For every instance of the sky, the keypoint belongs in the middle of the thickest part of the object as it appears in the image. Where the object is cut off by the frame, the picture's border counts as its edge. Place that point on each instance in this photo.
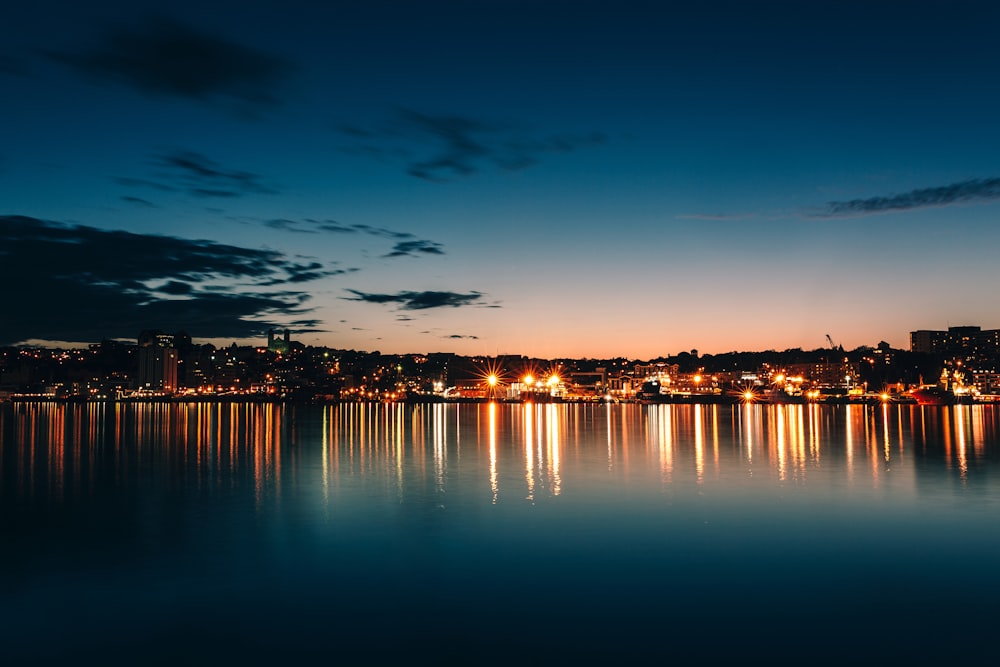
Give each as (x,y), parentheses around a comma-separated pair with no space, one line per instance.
(499,177)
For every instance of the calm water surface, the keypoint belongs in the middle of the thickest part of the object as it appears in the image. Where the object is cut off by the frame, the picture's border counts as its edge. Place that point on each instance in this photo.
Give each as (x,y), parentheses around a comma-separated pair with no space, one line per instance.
(497,534)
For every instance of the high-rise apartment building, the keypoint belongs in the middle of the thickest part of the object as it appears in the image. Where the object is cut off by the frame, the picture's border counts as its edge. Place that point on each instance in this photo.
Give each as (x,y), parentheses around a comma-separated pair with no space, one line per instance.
(157,369)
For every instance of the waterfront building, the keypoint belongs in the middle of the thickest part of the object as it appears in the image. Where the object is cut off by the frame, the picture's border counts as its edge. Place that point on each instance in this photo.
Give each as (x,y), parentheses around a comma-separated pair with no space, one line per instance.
(157,358)
(965,342)
(279,345)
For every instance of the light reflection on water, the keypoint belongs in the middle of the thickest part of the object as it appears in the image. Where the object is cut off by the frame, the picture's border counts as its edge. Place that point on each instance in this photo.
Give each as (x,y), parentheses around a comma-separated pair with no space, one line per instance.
(612,522)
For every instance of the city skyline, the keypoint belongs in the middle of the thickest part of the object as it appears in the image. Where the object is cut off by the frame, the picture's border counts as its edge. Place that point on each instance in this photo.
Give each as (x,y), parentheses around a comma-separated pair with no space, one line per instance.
(496,177)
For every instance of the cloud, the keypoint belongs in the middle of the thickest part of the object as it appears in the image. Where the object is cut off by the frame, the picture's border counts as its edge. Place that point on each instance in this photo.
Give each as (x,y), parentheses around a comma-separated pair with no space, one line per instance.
(139,201)
(420,300)
(411,248)
(986,189)
(79,283)
(440,147)
(169,58)
(11,66)
(204,177)
(407,244)
(198,176)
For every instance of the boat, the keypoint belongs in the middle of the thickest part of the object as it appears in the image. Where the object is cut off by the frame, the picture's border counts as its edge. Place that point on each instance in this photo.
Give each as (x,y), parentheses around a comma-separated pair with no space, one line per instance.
(933,395)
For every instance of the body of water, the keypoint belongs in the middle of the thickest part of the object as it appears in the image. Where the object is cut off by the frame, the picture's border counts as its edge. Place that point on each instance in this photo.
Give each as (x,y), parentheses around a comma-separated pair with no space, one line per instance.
(497,534)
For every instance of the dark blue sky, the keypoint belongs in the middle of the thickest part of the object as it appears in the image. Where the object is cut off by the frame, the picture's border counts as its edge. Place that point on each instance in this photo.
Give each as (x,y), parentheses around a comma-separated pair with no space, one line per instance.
(499,177)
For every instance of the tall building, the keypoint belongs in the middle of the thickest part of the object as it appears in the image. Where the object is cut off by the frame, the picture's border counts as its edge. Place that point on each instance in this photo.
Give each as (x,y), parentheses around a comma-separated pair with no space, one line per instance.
(157,362)
(961,342)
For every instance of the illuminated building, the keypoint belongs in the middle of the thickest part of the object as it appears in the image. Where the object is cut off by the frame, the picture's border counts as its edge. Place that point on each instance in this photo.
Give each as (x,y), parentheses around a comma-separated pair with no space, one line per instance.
(958,342)
(157,369)
(279,345)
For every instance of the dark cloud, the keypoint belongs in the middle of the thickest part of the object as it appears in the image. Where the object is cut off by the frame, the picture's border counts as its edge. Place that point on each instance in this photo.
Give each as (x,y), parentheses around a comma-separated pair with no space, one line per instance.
(985,189)
(439,147)
(11,66)
(139,201)
(197,175)
(411,248)
(78,283)
(407,245)
(166,57)
(206,178)
(420,300)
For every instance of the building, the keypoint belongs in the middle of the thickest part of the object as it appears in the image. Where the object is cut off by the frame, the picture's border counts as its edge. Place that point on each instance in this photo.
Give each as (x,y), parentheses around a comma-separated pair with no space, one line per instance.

************

* [Goal]: Reproduce all entries exactly. Pictures do not belong in the copy.

* [Answer to this exercise]:
For every instance of the sky, the keypoint belongs in the middle of the thickest part of the object as it appears in the image. Where the object is cut off by the frame, the picture's border counts as its edge. Place that point on each instance in this photo.
Give each as (x,y), parentheses around a comma-separated pair with no space, one line per instance.
(499,177)
For every instance of the calm water surface, the keypoint belongs in the middle of the thickest part of the object as it appears in the image. Where the object is cut off by the frame, the picture's border counts as its edge. Place that point on each instance in this photo.
Give each as (x,y), parentheses around a comma-separated pair with no space, one line per instance.
(497,534)
For every instance of the high-rise apartment building, the keypoint belongs in the middle of the thickest part of the object as it appears in the image. Where the object is cut off by the frame, the picture's border counts as its edge. Place that point on each instance in this photo.
Give each as (x,y), parentheses around a comma-separated pair with no space, one line per instance.
(157,369)
For every instance of the waterfront building, the keypoint belongs in the middle of the thickest part of the object as it appears in the image. Where the object is cut off by the frame, the picture's border counts as its edge. Place that point on each instance in this photo.
Give each as (x,y), parentheses around a comma-separated pair with no space, one line per instance.
(157,358)
(965,342)
(279,345)
For every instance of the light reflection on water, the keypoint belongs in the middle of the thickest part of the object as it appears in the image. Where the object is cut off by the frame, the picture's border counts as its edge. Place that point on each instance in this photo.
Give each as (x,y), parentheses around a comma-separated pair with no space, one line per instance.
(612,522)
For every instance of the city skyline, the keypoint belongs in the middle of the thickest part of the object as it appears in the image. Where the object is cut off by the frame, the picture's border counts as its edge. Place that point on each instance in this photo.
Give each as (x,y), parentheses around a comma-separated pair with no space, one line per instance.
(496,177)
For every instance of the cloud, the keypoint belongs in the middle of the thickest part of the object as it appears in the image. Where the object is cut off by the frame, the picture's border counts as its edge. Place that point on each instance in this photo.
Give each as (x,y), parentheses around a comma-separated pair with no space, one line per instance.
(139,201)
(420,300)
(411,248)
(986,189)
(79,283)
(440,147)
(169,58)
(11,66)
(204,177)
(407,244)
(198,176)
For every instance of the boat, the keypoint belongs in the middle of the thickest part of the object as it appears in the image. Where the object is cut off by the frame, the picture's border counts as its edge. Place that point on each instance in this photo.
Give each as (x,y), parentheses around a comma-separated pair with no space, one line per instance.
(933,395)
For every instance of the body of water, the keypoint belongs in the middle of the thickest part of the object as it appears in the image. Where the object is cut off by the frame, the picture's border counts as its edge. Place that point on each instance in this photo.
Give each as (x,y), parentheses around a comma-separated pair with no space, one line per instance.
(497,534)
For every instance of the dark blue sky, the keypoint belongs in the middle of the thickest part of the object as it appears in the image. Where the object is cut off by the frame, the picture's border counts as its edge. Place that point on each instance in this photo.
Give each as (x,y), parentheses around a comma-separated pair with no space, one line per instance.
(499,177)
For every instance of the tall building, the keypoint belongs in the middle of the thickest part of the object as it appears in the image. Where the object is cut off by the frame, the picture's border counts as its edge. Place that point on each instance in this photo.
Give each as (x,y), parentheses around a comma-separated pair with no space, one line per instance.
(157,362)
(961,342)
For every instance of the illuminated building, the keypoint belongs in the middle of the thickest part of the object as it appears in the image. Where the object is cut off by the frame, the picture's border counts as its edge. Place that point on each instance in this photo.
Give each as (x,y), parentheses around a comma-separated pair with no space, one line per instance.
(958,342)
(157,369)
(279,345)
For every instance of the dark cloud, the keypoint belongs in the middle of the thickest part of the object as it appears in the image. Where the object is cut off by the frame, the picture's border counts as its edge. Place that point on each instance in this photo.
Give each as (x,y), parentheses around a comma-separated pair with no space, one line per instance.
(985,189)
(439,147)
(11,66)
(139,201)
(197,175)
(411,248)
(78,283)
(407,245)
(166,57)
(206,178)
(420,300)
For every instance of the building, the keypoint belongs in the middle of the thickest part of the object as it appears in the image. Where the object is cut off by the frame, the picture's border counts as its edge. Place that point on each instance in this photo.
Give each as (x,y), parentheses around a comma-separated pair with no space, one line per instance.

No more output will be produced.